### WORKING DATA

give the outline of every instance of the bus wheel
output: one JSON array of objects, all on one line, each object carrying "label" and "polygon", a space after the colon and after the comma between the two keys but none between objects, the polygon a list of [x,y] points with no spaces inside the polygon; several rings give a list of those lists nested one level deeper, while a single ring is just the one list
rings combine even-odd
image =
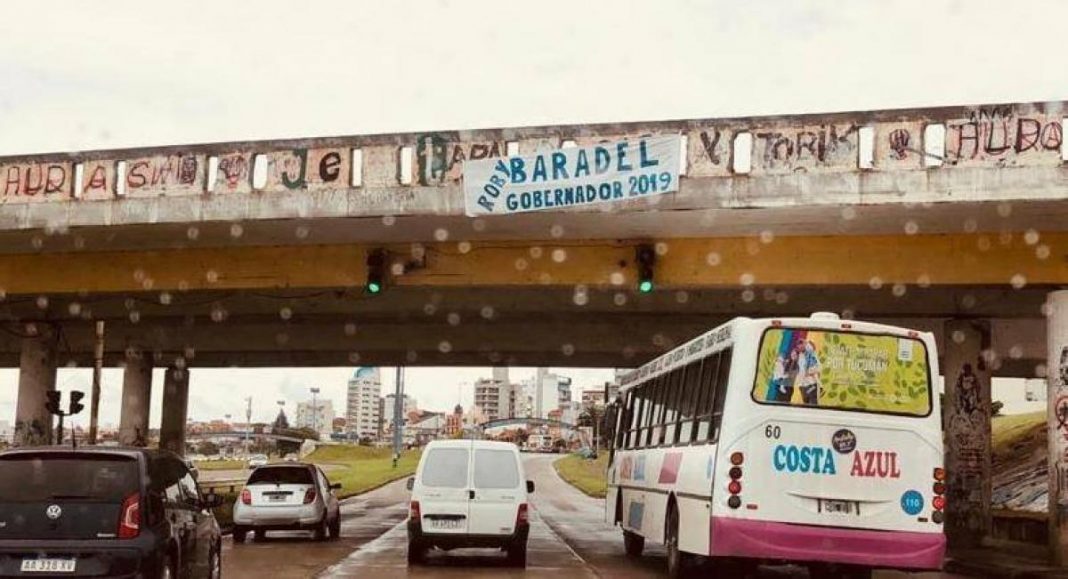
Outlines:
==
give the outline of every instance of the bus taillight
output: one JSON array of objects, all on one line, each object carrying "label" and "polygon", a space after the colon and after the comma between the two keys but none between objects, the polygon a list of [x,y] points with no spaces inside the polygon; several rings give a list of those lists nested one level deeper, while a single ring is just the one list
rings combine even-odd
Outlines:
==
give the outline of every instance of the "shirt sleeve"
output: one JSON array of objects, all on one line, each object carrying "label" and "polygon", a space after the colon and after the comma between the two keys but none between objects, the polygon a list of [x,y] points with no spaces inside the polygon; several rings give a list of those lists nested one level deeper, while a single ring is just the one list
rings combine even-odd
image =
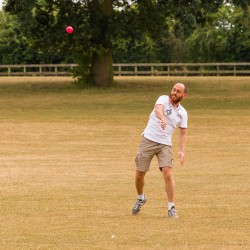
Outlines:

### WHAT IS REQUIRED
Filter the listing above down to the lines that contain the word "instance".

### SOLUTION FOR THIS EXERCISE
give the outline of every instance of the bus wheel
give the outline of every instance of the bus taillight
give the outline of every instance of the "shirt sleeve"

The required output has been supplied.